* Goal of the exercise *
Output the records in full, exactly as given.
#### Data provided
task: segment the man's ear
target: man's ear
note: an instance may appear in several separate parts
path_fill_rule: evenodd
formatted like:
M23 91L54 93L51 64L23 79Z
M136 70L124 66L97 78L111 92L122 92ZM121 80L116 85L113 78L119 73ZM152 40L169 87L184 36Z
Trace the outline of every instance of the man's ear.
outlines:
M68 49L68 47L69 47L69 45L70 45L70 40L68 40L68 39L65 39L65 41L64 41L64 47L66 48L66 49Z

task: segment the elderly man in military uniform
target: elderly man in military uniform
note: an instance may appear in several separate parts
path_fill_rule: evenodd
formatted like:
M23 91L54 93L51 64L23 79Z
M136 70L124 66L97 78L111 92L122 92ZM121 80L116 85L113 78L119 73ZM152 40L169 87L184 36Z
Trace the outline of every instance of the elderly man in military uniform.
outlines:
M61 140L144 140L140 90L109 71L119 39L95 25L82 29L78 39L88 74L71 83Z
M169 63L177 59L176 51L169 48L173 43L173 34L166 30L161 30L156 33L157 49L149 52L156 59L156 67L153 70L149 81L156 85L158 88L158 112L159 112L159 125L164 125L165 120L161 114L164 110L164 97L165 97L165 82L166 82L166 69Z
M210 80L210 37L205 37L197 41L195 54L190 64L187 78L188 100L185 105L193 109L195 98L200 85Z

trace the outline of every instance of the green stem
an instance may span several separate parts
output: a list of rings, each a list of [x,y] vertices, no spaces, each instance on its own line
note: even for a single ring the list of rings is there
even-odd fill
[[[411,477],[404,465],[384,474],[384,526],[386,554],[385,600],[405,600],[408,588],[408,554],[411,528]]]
########
* Exercise result *
task: segment the man's ear
target: man's ear
note: an instance may appear in several separate parts
path_fill_rule: evenodd
formatted like:
M23 91L54 93L51 64L23 79Z
M136 70L124 66L97 78L111 92L122 92ZM121 80L116 85L113 78L119 73ZM152 40L169 87L184 36Z
Trace the outline of every instance of the man's ear.
outlines:
M68 49L68 47L69 47L69 45L70 45L70 40L68 40L68 39L65 39L65 41L64 41L64 47L66 48L66 49Z

task: segment the elderly man in military uniform
target: elderly man in military uniform
note: an instance may appear in several separate parts
path_fill_rule: evenodd
formatted like:
M23 91L54 93L51 64L23 79Z
M136 70L124 66L97 78L111 92L122 92ZM121 80L116 85L113 78L119 73ZM152 40L169 87L184 36Z
Trace the outline of every instance of the elderly man in military uniform.
outlines:
M61 140L144 140L140 90L109 71L119 39L95 25L82 29L78 39L88 74L71 83Z
M169 63L177 59L176 51L169 48L173 43L173 34L166 30L161 30L156 33L157 49L149 52L156 59L156 67L153 70L149 81L156 85L158 88L158 112L159 112L159 125L164 125L165 120L161 114L164 110L164 97L165 97L165 82L166 82L166 69Z
M210 80L210 37L205 37L197 41L195 54L190 64L187 78L188 100L185 105L193 109L195 98L200 85Z

trace the outline of every instance of the green stem
an instance may span several separate parts
output: a list of rings, each a list of [x,y] vertices, no spaces, each instance on its own line
note: even for a single ring the list of rings is there
even-odd fill
[[[411,477],[404,465],[384,474],[384,526],[386,554],[385,600],[405,600],[408,588],[408,554],[411,528]]]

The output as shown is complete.